— START OF Data excerpts —

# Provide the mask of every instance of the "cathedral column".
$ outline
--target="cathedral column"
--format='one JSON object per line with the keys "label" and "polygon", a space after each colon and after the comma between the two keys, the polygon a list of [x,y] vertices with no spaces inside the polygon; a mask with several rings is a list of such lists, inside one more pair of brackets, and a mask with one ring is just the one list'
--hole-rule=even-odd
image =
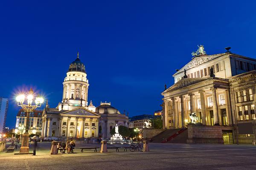
{"label": "cathedral column", "polygon": [[69,99],[71,98],[71,85],[70,84],[68,84],[68,99]]}
{"label": "cathedral column", "polygon": [[44,137],[47,137],[47,130],[48,129],[48,118],[46,119],[46,122],[45,123],[45,128],[44,131]]}
{"label": "cathedral column", "polygon": [[49,130],[48,130],[48,136],[52,136],[52,118],[49,118]]}
{"label": "cathedral column", "polygon": [[184,96],[180,96],[180,113],[181,114],[181,126],[185,127],[185,106],[184,105]]}
{"label": "cathedral column", "polygon": [[213,117],[214,118],[214,125],[219,125],[218,119],[218,104],[217,102],[216,89],[215,88],[210,88],[212,93],[212,108],[213,109]]}
{"label": "cathedral column", "polygon": [[190,113],[195,113],[195,94],[193,93],[189,94],[189,105],[190,105]]}
{"label": "cathedral column", "polygon": [[85,118],[83,118],[83,125],[82,125],[82,138],[84,138],[84,122]]}
{"label": "cathedral column", "polygon": [[205,106],[205,98],[204,95],[205,91],[201,90],[198,93],[200,94],[200,101],[201,102],[201,110],[202,111],[202,123],[206,125],[206,111]]}
{"label": "cathedral column", "polygon": [[63,124],[63,117],[61,117],[60,126],[59,128],[59,136],[62,136],[62,124]]}
{"label": "cathedral column", "polygon": [[163,121],[163,129],[169,129],[168,115],[168,101],[164,101],[164,120]]}
{"label": "cathedral column", "polygon": [[70,133],[70,119],[71,119],[71,117],[68,117],[67,118],[67,138],[70,137],[69,133]]}
{"label": "cathedral column", "polygon": [[74,134],[75,135],[74,135],[75,138],[77,138],[77,124],[78,123],[78,119],[79,119],[79,117],[76,117],[76,126],[75,126],[75,132],[74,132]]}
{"label": "cathedral column", "polygon": [[176,111],[176,98],[173,97],[172,98],[172,115],[173,115],[173,126],[175,128],[177,128],[177,114]]}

— END OF Data excerpts —

Which lines in the records above contain the string "mask"? Collect each of them, and treat uppercase and lowercase letters as different.

# Provide the mask of every instance of the "cathedral column".
--format='one JSON object per line with the keys "label" and "polygon", a space after each colon and after the comma between the two keys, the polygon a list of [x,y] vertices with no spaces inside the polygon; a mask with several rings is a list of such lists, inside one more pair of brackets, and a mask with one ring is just the one list'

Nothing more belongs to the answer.